Exception-Safe Class Design, Part 1: Copy Assignment 
Difficulty: 7 / 10

Is it possible to make any C++ class strongly exception-safe, for example for its copy assignment operator? If so, how? What are the issues and consequences?

Problem

JG Questions

1. What are the three common levels of exception safety? Briefly explain each one and why it is important.

2. What is the canonical form of strongly exception-safe copy assignment?

Guru Questions

3. Consider the following class:

    //  Example 3: The Cargill Widget Example
    //
    class Widget
    {
      // ...
    private:
      T1 t1_;
      T2 t2_;
    };

Assume that any T1 or T2 operation might throw. Without changing the structure of the class, is it possible to write a strongly exception-safe Widget::operator=( const Widget& )? Why or why not? Draw conclusions.

4. Describe and demonstrate a simple transformation that works on any class in order to make strongly exception-safe copy assignment possible and easy for that class. Where have we seen this transformation technique before in other contexts? Cite GotW issue number(s).

Solution

Review: Exception Safety Canonical Forms

1. What are the three common levels of exception safety? Briefly explain each one and why it is important.

The canonical Abrahams Guarantees are as follows.

1. Basic Guarantee: If an exception is thrown, no resources are leaked, and objects remain in a destructible and usable -- but not necessarily predictable -- state. This is the weakest usable level of exception safety, and is appropriate where client code can cope with failed operations that have already made changes to objects' state.

2. Strong Guarantee: If an exception is thrown, program state remains unchanged. This level always implies global commit-or-rollback semantics, including that no references or iterators into a container be invalidated if an operation fails.

In addition, certain functions must provide an even stricter guarantee in order to make the above exception safety levels possible:

3. Nothrow Guarantee: The function will not emit an exception under any circumstances. It turns out that it is sometimes impossible to implement the strong or even the basic guarantee unless certain functions are guaranteed not to throw (e.g., destructors, deallocation functions). As we will see below, an important feature of the standard auto_ptr is that no auto_ptr operation will throw.

2. What is the canonical form of strongly exception-safe copy assignment?

It involves two steps: First, provide a nonthrowing Swap() function that swaps the guts (state) of two objects:

  void T::Swap( T& other ) throw()
  {
    // ...swap the guts of *this and other...
  }

Second, implement operator=() using the "create a temporary and swap" idiom:

  T& T::operator=( const T& other )
  {
    T temp( other ); // do all the work off to the side
    Swap( temp );    // then "commit" the work using
    return *this;    //  nonthrowing operations only
  }

The Cargill Widget Example

This brings us to the Guru questions, starting with a new exception safety challenge proposed by Tom Cargill:

3. Consider the following class:

    //  Example 3: The Cargill Widget Example
    //
    class Widget
    {
      // ...
    private:
      T1 t1_;
      T2 t2_;
    };

Assume that any T1 or T2 operation might throw. Without changing the structure of the class, is it possible to write a strongly exception-safe Widget::operator=( const Widget& )? Why or why not? Draw conclusions.

Short answer: In general, no, it can't be done without changing the structure of Widget.

__Excerpted data__.
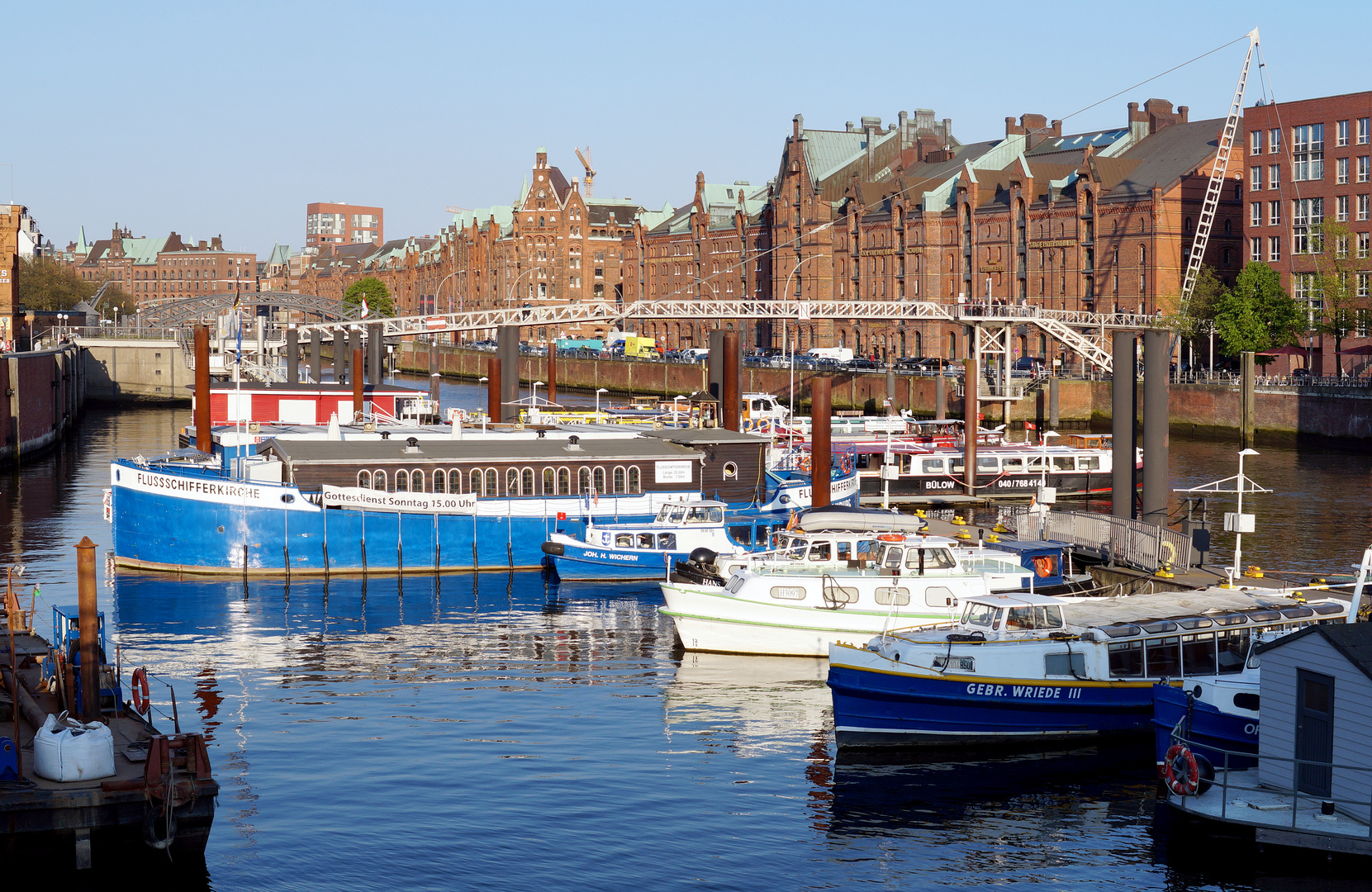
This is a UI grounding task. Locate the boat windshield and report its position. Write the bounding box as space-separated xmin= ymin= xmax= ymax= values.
--
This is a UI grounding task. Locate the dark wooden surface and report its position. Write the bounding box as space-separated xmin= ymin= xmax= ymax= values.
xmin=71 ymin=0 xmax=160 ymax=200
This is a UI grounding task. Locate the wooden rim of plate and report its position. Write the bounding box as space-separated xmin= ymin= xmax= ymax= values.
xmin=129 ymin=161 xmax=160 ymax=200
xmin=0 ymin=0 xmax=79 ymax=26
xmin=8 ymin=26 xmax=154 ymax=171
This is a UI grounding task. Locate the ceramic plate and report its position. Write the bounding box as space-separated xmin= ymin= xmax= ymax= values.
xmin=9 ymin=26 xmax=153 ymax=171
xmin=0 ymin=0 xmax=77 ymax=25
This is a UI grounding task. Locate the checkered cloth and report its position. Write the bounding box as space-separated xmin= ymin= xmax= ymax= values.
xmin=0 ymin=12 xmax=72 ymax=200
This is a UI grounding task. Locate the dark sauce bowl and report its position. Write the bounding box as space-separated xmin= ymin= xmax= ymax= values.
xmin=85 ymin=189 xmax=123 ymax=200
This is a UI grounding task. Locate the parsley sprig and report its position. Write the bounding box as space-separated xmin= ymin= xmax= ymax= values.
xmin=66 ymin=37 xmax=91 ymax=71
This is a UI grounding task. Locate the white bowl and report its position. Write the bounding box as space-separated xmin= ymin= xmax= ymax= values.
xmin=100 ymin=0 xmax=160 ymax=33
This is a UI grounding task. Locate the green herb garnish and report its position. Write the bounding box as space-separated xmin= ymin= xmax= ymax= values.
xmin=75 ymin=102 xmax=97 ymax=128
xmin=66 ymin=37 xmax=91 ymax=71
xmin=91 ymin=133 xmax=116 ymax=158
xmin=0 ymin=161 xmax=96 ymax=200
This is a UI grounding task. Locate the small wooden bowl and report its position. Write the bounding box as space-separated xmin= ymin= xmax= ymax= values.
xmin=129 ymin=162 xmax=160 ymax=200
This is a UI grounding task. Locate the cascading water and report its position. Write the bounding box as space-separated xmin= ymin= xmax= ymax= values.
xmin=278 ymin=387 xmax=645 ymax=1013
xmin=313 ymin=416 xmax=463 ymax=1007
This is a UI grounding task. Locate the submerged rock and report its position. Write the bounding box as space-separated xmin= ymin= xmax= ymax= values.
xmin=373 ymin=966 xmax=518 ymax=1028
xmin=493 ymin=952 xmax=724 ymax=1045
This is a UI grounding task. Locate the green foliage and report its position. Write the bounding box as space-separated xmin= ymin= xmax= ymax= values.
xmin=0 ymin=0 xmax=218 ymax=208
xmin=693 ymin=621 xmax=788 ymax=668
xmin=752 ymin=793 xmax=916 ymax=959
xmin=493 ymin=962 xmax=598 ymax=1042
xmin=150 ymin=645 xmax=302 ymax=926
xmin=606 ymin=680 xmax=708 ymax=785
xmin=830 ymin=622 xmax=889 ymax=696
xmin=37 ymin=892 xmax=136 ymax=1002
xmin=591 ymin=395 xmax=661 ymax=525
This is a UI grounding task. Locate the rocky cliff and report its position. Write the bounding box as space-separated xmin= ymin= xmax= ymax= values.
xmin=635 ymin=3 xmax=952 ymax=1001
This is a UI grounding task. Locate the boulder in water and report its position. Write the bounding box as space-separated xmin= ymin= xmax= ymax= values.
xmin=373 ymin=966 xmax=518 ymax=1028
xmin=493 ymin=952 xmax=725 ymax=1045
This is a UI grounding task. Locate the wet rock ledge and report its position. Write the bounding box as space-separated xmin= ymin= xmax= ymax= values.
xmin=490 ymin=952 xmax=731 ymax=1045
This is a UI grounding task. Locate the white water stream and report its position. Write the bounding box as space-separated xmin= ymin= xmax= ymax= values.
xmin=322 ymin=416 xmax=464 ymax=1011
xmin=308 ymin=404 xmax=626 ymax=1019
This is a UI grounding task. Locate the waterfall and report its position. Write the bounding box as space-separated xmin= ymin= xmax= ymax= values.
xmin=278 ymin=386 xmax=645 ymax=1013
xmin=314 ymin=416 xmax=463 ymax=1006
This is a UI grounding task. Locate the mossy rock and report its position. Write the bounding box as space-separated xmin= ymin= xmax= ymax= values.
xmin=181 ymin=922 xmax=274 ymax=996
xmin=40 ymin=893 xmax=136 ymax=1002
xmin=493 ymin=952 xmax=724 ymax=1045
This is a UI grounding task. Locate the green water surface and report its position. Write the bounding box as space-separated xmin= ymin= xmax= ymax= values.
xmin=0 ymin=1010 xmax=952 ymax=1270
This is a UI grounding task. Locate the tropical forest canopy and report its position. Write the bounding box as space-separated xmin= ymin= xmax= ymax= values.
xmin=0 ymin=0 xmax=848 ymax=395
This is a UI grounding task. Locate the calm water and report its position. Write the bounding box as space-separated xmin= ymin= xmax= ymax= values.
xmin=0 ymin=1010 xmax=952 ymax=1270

__Problem set__.
1 - According to the article on exception-safe class design, who proposed the Widget exception safety challenge?
2 - Please carry the article on exception-safe class design forward from its last sentence.

__Results of the exercise__.
1 - Tom Cargill.

2 -
In the Example 3 case, it's not possible to write a strongly exception-safe Widget::operator=() because there's no way that we can change the state of both of the t1_ and t2_ members atomically. Say that we attempt to change t1_, then attempt to change t2_. The problem is twofold:

1. If the attempt to change t1_ throws, t1_ must be unchanged. That is, to make Widget::operator=() strongly exception-safe relies fundamentally on the exception safety guarantees provided by T1, namely that T1::operator=() (or whatever mutating function we are using) either succeeds or does not change its target. This comes close to requiring the strong guarantee of T1::operator=(). (The same reasoning applies to T2::operator=().)

2. If the attempt to change t1_ succeeds, but the attempt to change t2_ throws, we've entered a "halfway" state and cannot in general roll back the change already made to t1_.

Therefore, the way Widget is currently structured, its operator=() cannot be made strongly exception-safe.

Note also that Cargill's Widget Example isn't all that different from the following simpler case:

  class Widget2  
  {              
    // ...       
  private:       
    T1 t1_;      
  };             

In the above code, problem #1 above still exists. If T1::operator=() can throw in such a way that it has already started to modify the target, there is no way to write a strongly exception-safe Widget2::operator=() unless T1 provides suitable facilities through some other function (but if T1 can do that, why doesn't it for T1::operator=()?).

Our goal: To write a Widget::operator=() that is strongly exception-safe, without making any assumptions about the exception safety of any T1 or T2 operation. Can it be done? Or is all lost?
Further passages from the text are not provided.